▸ Aim of the exercise
Can you reproduce the lines from the one containing "Please mark the parking" through the last one, replacing "Target" with "Object" and keeping everything else unchanged?
## begin
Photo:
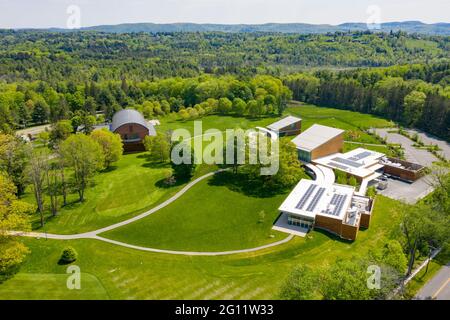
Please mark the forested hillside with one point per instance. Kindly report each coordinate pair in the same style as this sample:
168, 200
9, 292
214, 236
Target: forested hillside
413, 95
83, 56
51, 76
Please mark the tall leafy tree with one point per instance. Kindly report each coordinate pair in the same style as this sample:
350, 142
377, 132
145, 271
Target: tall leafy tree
14, 160
158, 146
14, 216
111, 144
85, 157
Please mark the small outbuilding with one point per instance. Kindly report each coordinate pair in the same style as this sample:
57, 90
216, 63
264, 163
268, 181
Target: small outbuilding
319, 141
133, 128
287, 126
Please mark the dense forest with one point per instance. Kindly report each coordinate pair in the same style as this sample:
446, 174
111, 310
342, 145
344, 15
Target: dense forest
84, 56
413, 95
51, 76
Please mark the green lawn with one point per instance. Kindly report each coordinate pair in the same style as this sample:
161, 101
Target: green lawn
52, 286
131, 274
130, 188
414, 286
209, 217
343, 119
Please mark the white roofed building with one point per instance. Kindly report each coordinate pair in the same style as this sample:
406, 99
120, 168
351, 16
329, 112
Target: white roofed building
335, 208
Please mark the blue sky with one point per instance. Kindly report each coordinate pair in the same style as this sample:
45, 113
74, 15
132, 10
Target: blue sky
52, 13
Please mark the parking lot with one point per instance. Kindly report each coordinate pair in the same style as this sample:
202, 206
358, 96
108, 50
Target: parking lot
407, 192
412, 154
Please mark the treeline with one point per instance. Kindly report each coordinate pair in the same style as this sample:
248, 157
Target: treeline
401, 93
27, 103
85, 56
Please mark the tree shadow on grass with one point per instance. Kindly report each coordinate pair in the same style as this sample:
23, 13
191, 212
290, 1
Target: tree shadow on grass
242, 183
109, 169
156, 164
177, 182
332, 236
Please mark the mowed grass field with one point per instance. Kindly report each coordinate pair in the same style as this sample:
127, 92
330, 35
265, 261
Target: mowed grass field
130, 274
132, 185
129, 188
208, 217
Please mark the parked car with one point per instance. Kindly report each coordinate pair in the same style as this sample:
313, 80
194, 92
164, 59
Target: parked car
382, 185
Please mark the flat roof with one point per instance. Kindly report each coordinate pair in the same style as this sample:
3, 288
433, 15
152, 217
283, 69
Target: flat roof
310, 198
315, 136
283, 123
359, 162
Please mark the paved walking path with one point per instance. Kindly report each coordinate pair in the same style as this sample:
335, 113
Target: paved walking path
95, 234
438, 287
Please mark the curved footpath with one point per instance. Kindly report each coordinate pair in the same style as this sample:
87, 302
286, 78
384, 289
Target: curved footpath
95, 234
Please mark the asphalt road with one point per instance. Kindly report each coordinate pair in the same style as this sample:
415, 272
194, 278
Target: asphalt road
429, 139
438, 287
407, 192
412, 154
## end
▸ Right answer
Please mark the parking lot with one point per instance. Kindly report each coordinate pair in the same style as this sample:
202, 206
358, 96
108, 50
Object: parking lot
407, 192
412, 154
Please mark the treeline with one point per instance. Kindly report each coordinate pair in the same style as this sample:
248, 157
Object: treeline
401, 93
27, 103
85, 56
Please mark the tree shadow on grass with one point per instance. Kindly report each coordinate pair in the same style as this sample:
23, 13
191, 212
290, 1
Object: tree shadow on grass
242, 183
109, 169
156, 164
177, 182
332, 236
Please mark the mowed grass field with one point per instance. Kindly report each coordinate pair in the same style as this sample:
127, 92
330, 35
265, 261
Object: mowed grass field
130, 274
132, 185
129, 188
208, 217
Please mark the parked car with one point per instance. Kindly report each coordinate pair in the same style as this sample:
313, 80
194, 92
164, 59
Object: parked car
382, 185
Please mark the flat roof with one point per instance. Kindly report each coordinate pair in the same style as this sample:
3, 288
433, 15
152, 217
283, 69
Object: flat roof
310, 198
315, 136
283, 123
359, 162
Please mark the paved walking path with one point per instance. Kindly report each coordinate pair in the same style as this sample:
335, 113
Object: paved walking path
95, 234
438, 287
Please mark the curved footpath with one point per instance. Kindly report each coordinate pair in the same style as this sample:
87, 302
286, 78
384, 289
Object: curved footpath
95, 234
Please mark the asphalt road with one point per instance. Kindly report each coordinate pair in the same style as this sample:
415, 272
194, 278
Object: asphalt road
429, 139
438, 287
407, 192
412, 154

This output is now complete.